START Dataset excerpts

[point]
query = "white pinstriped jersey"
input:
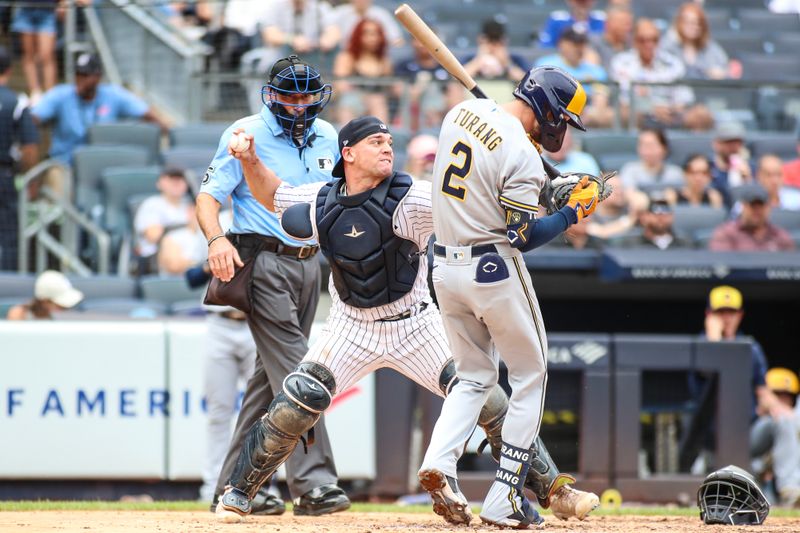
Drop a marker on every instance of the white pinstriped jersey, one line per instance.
(354, 341)
(412, 220)
(484, 163)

END Dataset excerpts

Given task: Swap "jersey" for "shirt" throughout the records and write them out again with everything else unchanged, leaving out the pictures.

Solution below:
[point]
query = "white pinstriped shirt"
input:
Drop a marker on every instance of the white pinstriped shirt, one line per instance.
(354, 341)
(412, 220)
(484, 163)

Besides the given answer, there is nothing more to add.